‘This is why I volunteer’

Posted on 20 January 2017

Mediclinic encourages its staff and affiliated doctors to take some time out every year to volunteer. Dr Mandi Oosthuizen, a GP at Mediclinic Hoogland in Bethlehem, volunteered with the Joyce Meyer Ministries Hand of Hope medical outreach programme. She tells us what she found most enriching about her two weeks in Madagascar.

Medical outreach programmes allow doctors, nurses, pharmacist, dentists and ambulance personnel to give free medical service in a temporary clinic. The 30 Hand of Hope volunteers, hailing from the US, UK, Denmark and South Africa, met in Antananarivo, Madagascar, from where they departed by bus to Moramanga in the east, the city closest to the remote site of the tented clinic.

How the temporary clinic works

The clinic was very well organised. Each healthcare provider had a translator and the tents were set up in a circle, with each one given a specific designation:

  • weight and temperature checks station
  • vital signs
  • doctors
  • wounds and eyes
  • missionary
  • pharmacy

The Hand of Hope medical outreach showed some impressive stats:

  • The 30 healthcare providers saw 4 500 patients
  •  14 900 prescriptions were dispensed
  • The dentistry team pulled 2 200 teeth, despite being understaffed

How the programme works

Any nurse, doctor, dentist, pharmacist or ambulance personnel can volunteer for the programme. More dentists need to go – in fact, the need is overwhelming. Some funding is also needed for each volunteer, because you pay for your own flight ticket plus a fee to host the outreach. People can also donate money for medication or apparel.

**COLLECTED DATA:**
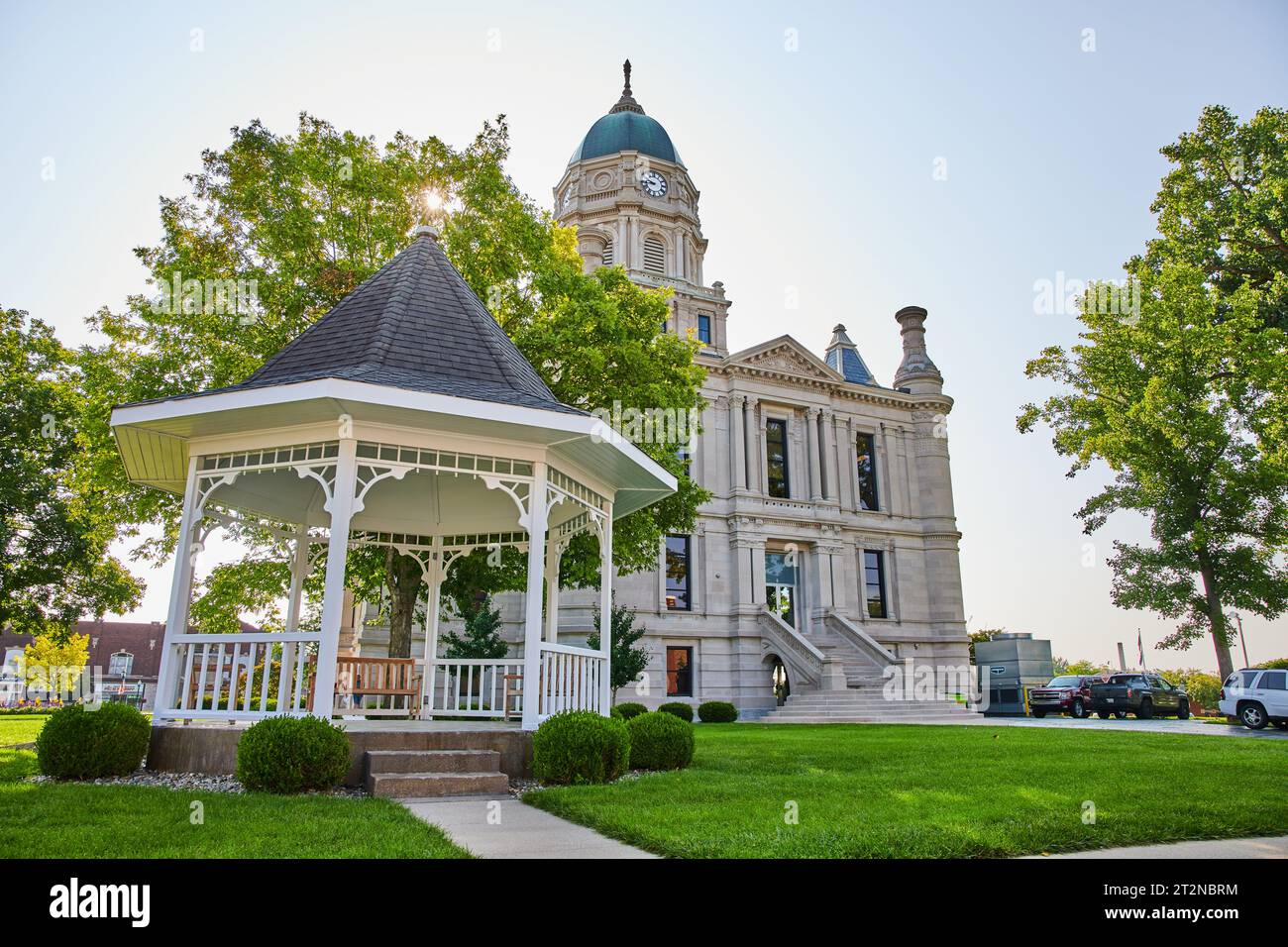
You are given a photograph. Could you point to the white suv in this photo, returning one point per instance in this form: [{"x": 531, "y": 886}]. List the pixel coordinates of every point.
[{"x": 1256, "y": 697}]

**TASK INSTRUCTIONS:**
Pick up the article about volunteering with the Hand of Hope outreach in Madagascar where it stops, and keep writing it.

**REPLY:**
Most memorable part of the programme

The absolute joy and gratitude from the patients for flip-flops, food, toys, glasses or medication we gave out was wonderful. I was also able to comfort and encourage a young lady who was an outcast due to infertility, which was an enriching experience for me.

Although I was exhausted by the time I returned home, it reminded me to be thankful for the small everyday things. Spiritually, I felt blessed and encouraged to press on in my daily job. Above all, it reminded me that there is a lot of opportunity in South Africa to make a difference too.